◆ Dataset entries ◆

━━━━━━

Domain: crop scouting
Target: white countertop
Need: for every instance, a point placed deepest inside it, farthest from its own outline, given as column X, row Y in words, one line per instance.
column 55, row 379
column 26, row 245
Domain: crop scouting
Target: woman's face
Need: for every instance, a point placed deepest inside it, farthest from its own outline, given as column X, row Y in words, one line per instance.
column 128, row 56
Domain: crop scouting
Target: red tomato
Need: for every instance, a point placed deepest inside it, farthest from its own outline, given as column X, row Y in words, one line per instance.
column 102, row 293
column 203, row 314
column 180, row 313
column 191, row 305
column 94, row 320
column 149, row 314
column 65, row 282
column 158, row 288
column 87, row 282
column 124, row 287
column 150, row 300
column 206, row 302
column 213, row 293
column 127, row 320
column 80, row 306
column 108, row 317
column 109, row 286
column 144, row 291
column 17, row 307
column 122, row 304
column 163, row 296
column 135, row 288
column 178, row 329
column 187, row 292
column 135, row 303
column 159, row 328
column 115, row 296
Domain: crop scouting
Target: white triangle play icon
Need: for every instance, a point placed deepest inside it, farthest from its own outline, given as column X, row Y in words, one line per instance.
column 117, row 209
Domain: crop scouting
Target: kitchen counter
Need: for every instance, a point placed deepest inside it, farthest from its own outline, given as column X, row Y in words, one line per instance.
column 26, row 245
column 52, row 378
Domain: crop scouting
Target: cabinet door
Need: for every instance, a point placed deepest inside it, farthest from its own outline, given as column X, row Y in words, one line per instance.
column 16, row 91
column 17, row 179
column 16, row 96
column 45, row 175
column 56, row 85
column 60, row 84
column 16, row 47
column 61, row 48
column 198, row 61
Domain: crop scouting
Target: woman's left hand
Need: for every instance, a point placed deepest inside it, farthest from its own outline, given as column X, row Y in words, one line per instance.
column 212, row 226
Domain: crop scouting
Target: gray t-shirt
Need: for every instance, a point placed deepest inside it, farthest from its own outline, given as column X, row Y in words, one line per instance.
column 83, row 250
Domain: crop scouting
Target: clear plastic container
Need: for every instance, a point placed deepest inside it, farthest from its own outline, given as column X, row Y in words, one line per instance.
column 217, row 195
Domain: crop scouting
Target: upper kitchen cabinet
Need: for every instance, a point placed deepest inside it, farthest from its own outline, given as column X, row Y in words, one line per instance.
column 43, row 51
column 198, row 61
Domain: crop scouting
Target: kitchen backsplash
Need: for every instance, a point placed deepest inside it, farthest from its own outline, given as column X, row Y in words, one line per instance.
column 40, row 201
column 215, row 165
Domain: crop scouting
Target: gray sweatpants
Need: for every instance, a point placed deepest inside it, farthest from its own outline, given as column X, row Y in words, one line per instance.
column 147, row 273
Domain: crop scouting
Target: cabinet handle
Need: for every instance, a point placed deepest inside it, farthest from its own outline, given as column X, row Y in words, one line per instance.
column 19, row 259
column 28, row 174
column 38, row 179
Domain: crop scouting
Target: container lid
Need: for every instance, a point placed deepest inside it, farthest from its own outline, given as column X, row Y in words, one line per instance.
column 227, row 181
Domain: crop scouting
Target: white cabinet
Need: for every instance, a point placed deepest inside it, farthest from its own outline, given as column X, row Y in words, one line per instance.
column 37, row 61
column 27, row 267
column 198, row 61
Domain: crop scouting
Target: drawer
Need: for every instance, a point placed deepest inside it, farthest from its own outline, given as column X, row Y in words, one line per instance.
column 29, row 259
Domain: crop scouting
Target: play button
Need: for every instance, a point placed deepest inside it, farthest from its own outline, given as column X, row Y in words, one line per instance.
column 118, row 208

━━━━━━

◆ REQUIREMENT ◆
Copy every line of the records above that holds the word "cabinet".

◆ REPLY TO THE EXERCISE ◆
Target: cabinet door
Target: upper kitchen cabinet
Target: cabinet handle
Target: white cabinet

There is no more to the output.